Required work: For each line of the data below, copy it if it holds the word "window".

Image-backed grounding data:
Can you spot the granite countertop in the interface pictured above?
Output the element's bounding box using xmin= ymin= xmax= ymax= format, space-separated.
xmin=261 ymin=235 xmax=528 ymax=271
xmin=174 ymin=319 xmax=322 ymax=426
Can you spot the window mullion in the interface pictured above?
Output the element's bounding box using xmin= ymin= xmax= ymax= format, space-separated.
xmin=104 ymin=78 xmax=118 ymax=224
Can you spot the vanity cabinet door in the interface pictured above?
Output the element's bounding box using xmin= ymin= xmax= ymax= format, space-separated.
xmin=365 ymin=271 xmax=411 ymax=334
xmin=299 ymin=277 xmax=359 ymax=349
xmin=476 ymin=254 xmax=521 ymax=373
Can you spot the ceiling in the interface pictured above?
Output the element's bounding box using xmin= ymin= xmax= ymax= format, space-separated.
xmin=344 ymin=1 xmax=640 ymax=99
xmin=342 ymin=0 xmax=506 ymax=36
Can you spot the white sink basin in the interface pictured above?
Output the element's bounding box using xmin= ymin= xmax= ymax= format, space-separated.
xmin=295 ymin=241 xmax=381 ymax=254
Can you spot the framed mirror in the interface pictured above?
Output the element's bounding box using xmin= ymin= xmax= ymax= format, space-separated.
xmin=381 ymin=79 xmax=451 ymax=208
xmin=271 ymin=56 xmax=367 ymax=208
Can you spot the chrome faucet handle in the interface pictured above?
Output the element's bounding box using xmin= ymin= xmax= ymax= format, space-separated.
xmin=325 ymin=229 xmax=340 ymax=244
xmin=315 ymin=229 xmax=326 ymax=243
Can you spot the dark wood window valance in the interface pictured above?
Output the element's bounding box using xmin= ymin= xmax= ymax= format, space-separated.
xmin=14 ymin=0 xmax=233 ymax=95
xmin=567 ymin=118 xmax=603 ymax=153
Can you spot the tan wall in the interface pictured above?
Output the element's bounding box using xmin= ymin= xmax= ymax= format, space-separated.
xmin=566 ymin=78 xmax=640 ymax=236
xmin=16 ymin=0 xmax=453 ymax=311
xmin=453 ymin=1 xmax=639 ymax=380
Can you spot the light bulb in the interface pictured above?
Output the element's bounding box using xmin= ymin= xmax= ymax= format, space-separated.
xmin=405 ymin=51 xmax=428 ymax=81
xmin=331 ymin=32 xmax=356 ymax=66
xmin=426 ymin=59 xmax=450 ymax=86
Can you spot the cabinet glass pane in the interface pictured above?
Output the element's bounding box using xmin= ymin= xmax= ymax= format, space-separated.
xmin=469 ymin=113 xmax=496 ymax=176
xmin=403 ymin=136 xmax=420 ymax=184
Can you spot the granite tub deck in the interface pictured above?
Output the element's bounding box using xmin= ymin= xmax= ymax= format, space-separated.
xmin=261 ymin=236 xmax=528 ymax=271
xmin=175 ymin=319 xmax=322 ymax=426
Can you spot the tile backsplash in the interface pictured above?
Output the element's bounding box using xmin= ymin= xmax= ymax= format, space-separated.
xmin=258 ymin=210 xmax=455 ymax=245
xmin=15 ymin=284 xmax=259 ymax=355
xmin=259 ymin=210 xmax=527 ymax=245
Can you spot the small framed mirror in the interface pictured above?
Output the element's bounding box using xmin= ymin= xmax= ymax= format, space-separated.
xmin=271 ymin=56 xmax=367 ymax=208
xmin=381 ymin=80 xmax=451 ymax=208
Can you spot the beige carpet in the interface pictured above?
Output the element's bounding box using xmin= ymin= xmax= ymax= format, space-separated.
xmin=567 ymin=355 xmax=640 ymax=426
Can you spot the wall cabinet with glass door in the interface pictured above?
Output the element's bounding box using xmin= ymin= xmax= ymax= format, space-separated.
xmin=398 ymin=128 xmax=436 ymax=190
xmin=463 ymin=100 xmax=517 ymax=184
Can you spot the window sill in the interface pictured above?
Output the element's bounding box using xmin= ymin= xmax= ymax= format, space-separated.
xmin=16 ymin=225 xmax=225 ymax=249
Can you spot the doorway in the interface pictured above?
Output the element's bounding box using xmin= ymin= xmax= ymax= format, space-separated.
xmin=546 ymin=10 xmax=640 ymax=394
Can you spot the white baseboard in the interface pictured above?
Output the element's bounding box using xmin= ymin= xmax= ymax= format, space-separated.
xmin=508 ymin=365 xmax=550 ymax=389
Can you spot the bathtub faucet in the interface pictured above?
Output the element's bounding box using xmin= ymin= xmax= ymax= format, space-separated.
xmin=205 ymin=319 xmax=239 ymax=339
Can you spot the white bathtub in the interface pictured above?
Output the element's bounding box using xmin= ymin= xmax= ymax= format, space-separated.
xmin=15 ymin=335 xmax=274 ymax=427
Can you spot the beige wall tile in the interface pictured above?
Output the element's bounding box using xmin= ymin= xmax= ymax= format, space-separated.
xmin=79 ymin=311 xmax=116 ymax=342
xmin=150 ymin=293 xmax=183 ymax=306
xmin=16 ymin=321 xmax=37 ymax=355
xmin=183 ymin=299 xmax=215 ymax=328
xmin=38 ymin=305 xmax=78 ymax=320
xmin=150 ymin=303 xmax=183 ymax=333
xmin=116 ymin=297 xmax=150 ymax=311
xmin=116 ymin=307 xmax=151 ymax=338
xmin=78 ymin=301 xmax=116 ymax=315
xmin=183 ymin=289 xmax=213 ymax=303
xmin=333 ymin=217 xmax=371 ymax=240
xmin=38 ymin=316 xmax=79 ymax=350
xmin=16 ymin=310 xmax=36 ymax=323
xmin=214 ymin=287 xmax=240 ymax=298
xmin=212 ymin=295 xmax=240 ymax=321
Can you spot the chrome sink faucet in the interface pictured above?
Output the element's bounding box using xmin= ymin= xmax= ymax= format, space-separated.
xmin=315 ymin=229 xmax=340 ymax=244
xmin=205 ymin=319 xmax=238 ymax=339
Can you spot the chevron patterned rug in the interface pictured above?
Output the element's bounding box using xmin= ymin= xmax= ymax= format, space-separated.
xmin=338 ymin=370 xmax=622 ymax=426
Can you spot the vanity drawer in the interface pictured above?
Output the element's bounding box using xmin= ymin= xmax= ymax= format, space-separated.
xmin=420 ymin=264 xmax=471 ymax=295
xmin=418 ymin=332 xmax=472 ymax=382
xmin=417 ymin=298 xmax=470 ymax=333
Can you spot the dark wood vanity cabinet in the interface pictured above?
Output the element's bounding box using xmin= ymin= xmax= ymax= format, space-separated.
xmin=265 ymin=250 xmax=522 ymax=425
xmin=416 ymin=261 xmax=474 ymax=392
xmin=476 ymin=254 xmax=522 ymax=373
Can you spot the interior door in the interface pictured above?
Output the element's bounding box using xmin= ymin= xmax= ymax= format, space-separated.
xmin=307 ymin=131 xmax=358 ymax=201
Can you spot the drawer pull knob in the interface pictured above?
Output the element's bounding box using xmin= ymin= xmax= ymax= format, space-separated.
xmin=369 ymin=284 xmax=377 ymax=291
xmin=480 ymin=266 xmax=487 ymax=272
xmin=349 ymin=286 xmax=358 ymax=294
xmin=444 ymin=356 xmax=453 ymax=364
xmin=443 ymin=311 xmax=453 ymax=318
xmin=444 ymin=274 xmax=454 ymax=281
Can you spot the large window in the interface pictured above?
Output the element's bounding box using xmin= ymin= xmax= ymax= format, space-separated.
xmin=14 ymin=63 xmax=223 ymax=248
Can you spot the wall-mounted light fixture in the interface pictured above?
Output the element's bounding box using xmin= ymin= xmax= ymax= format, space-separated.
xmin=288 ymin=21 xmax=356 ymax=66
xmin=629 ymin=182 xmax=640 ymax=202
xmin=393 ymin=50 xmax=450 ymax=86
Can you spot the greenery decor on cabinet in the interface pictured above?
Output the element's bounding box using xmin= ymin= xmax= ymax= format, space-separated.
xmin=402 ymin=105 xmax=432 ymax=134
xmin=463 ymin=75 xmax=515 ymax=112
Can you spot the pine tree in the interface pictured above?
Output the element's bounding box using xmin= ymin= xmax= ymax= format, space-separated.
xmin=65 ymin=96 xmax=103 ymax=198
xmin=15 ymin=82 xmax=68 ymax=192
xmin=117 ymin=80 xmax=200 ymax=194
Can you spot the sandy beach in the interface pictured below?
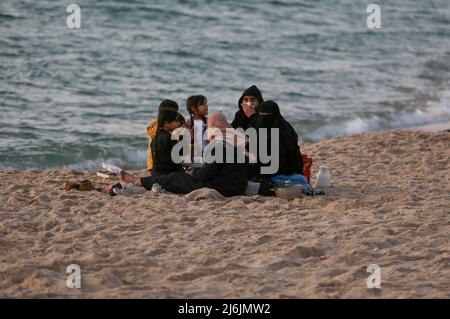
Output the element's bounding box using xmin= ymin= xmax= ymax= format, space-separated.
xmin=0 ymin=130 xmax=449 ymax=298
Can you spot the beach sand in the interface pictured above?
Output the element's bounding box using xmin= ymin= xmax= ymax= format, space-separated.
xmin=0 ymin=130 xmax=449 ymax=298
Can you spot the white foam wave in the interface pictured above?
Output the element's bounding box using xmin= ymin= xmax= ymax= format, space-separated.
xmin=310 ymin=97 xmax=450 ymax=141
xmin=66 ymin=149 xmax=148 ymax=170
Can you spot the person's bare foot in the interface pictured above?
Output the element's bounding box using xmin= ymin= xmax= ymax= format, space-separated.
xmin=120 ymin=171 xmax=141 ymax=186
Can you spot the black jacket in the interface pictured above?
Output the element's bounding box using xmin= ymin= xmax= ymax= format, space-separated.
xmin=255 ymin=101 xmax=303 ymax=177
xmin=192 ymin=141 xmax=248 ymax=197
xmin=151 ymin=129 xmax=183 ymax=175
xmin=231 ymin=85 xmax=264 ymax=130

Solution to the exercise:
Can you spot the window mullion in the interface pictured above?
Can you spot the dark wood window valance in the interface pictured above?
Can you spot the window sill in the interface pictured above?
Can you spot the large window in the interface pictured above?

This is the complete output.